[EXERCISE]: Please count the lines in the listing below where the word "rower" appears. Give the number only.

[EXCERPTED DATA]:
_ _ _ _
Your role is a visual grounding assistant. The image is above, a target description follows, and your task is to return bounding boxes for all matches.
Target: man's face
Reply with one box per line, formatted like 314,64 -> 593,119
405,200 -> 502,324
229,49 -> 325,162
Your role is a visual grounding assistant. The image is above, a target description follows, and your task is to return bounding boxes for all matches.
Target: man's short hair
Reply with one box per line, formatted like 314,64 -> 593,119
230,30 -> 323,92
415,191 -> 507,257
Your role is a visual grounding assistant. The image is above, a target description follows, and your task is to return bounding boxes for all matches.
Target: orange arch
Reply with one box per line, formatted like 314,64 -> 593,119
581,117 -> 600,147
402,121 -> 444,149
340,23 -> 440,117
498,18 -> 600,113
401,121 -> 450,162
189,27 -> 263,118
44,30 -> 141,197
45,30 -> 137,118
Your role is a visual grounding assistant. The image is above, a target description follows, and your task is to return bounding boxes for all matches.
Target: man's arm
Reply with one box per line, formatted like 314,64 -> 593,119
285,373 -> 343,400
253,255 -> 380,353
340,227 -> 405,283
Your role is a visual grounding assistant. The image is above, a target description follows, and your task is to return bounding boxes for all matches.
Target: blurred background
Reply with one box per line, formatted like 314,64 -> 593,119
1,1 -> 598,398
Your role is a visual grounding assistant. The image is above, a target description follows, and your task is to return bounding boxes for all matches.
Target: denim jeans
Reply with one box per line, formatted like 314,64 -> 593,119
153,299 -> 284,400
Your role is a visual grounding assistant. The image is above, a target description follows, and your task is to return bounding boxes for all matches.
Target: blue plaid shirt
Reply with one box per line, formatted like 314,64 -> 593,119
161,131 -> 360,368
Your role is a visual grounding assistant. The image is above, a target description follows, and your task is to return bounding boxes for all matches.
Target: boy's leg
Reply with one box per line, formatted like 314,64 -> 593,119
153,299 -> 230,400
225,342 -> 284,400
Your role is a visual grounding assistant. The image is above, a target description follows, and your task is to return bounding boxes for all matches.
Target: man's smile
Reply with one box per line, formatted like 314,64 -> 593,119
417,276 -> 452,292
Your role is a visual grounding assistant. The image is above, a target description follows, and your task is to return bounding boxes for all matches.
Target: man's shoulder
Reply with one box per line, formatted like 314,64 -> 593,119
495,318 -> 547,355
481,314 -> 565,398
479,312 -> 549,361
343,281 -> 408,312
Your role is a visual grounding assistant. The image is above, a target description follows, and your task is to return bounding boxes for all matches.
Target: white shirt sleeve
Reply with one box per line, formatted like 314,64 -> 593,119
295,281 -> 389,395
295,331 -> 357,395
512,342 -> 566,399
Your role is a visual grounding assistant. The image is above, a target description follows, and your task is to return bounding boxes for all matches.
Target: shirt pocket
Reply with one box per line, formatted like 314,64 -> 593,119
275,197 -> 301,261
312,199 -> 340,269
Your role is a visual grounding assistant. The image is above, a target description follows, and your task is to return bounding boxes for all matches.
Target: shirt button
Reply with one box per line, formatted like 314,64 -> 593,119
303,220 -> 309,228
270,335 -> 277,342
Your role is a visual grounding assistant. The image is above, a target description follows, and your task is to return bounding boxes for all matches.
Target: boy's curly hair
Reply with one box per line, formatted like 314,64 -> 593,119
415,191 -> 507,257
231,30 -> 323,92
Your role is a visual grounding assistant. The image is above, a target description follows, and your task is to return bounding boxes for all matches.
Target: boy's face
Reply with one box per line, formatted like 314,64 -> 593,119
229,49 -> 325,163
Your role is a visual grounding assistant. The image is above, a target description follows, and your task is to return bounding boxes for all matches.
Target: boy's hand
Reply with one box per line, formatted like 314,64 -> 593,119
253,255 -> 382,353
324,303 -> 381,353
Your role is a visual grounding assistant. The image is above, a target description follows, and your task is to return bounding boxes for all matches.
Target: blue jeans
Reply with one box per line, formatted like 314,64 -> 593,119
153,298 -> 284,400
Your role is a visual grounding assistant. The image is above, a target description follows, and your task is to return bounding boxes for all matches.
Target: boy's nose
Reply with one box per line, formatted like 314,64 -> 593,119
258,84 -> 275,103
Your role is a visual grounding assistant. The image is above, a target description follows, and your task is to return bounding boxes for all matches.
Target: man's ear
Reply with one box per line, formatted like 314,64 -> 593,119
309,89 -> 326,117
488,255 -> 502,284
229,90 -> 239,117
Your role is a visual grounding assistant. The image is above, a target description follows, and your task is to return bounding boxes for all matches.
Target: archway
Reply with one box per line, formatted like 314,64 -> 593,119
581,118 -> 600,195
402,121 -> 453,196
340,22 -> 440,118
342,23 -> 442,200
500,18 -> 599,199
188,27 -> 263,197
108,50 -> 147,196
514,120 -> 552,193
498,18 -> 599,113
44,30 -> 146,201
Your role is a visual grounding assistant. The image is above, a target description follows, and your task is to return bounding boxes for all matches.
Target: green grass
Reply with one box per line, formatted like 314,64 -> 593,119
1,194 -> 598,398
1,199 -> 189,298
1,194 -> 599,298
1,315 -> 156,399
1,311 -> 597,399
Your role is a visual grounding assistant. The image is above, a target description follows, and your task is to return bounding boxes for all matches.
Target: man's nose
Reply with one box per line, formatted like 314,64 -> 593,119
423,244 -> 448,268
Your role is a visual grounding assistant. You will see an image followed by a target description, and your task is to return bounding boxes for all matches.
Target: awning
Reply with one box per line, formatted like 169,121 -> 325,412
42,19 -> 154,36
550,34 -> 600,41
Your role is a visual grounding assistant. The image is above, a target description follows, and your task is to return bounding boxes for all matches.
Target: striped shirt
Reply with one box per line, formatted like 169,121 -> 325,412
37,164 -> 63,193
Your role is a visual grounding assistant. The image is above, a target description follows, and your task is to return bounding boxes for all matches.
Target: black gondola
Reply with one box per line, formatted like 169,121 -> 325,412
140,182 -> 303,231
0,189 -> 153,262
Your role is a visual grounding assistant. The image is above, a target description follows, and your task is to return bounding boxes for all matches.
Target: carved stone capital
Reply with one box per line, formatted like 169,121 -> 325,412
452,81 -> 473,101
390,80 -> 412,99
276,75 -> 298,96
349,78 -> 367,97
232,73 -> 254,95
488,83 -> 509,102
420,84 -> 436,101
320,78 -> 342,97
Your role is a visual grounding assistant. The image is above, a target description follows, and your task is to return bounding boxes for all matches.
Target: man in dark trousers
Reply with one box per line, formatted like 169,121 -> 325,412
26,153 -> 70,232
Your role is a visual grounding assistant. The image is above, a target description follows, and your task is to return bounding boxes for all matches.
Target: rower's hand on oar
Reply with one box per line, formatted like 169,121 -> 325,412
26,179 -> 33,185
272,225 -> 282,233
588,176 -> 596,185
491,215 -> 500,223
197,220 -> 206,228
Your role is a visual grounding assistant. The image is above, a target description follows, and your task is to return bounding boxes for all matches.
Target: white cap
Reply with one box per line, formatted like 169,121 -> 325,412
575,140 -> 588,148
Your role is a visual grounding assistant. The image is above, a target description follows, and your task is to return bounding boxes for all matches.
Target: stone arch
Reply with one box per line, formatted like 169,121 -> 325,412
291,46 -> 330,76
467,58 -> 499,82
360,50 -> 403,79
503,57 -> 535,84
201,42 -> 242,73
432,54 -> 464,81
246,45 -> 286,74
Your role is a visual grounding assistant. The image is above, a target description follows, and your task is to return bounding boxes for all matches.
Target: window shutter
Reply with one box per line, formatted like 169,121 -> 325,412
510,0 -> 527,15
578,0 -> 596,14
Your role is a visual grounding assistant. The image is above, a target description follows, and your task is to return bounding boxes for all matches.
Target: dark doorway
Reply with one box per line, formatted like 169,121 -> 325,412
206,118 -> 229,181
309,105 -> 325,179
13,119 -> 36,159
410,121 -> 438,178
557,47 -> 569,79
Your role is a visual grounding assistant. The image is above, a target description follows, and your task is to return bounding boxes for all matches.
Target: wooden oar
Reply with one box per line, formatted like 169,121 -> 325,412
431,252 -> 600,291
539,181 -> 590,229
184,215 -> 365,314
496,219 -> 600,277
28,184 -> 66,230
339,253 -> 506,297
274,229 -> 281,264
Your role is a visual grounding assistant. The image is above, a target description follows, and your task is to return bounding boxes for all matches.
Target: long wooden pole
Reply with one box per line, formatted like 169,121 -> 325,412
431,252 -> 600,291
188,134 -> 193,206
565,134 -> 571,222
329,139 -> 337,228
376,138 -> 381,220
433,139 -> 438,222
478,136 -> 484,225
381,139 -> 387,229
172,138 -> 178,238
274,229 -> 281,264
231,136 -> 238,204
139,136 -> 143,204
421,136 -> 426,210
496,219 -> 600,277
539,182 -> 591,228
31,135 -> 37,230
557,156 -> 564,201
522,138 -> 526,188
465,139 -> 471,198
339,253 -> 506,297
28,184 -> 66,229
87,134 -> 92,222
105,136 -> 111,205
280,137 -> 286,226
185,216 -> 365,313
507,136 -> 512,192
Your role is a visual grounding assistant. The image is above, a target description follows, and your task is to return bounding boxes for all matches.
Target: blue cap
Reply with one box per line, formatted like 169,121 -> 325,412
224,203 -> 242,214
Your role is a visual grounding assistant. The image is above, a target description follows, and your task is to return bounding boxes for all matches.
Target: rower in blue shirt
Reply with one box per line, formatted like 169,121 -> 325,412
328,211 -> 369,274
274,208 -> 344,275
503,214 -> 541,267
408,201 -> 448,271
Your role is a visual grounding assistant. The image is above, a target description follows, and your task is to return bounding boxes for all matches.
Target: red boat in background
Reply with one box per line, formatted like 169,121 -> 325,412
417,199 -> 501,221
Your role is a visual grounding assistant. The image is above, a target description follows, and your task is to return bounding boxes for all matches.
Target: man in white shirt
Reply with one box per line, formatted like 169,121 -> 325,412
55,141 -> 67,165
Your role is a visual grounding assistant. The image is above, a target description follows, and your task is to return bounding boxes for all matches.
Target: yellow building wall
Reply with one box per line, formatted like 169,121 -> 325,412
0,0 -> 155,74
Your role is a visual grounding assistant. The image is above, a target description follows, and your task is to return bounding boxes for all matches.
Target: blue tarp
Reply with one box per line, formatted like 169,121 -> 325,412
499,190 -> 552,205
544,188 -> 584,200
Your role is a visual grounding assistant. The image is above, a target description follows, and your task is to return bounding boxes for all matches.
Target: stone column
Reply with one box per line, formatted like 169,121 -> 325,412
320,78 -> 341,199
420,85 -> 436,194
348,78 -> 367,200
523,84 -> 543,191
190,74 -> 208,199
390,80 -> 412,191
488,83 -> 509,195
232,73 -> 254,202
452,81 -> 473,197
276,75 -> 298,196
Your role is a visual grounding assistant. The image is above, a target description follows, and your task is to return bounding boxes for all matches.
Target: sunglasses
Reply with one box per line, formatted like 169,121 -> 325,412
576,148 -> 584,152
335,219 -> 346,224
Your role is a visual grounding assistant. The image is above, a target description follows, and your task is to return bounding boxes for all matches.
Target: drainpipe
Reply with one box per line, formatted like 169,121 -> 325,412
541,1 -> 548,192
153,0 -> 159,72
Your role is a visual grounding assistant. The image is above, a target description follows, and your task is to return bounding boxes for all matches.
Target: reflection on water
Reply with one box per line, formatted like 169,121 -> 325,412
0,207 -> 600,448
_ _ _ _
[SOLUTION TO THIS PROBLEM]: 2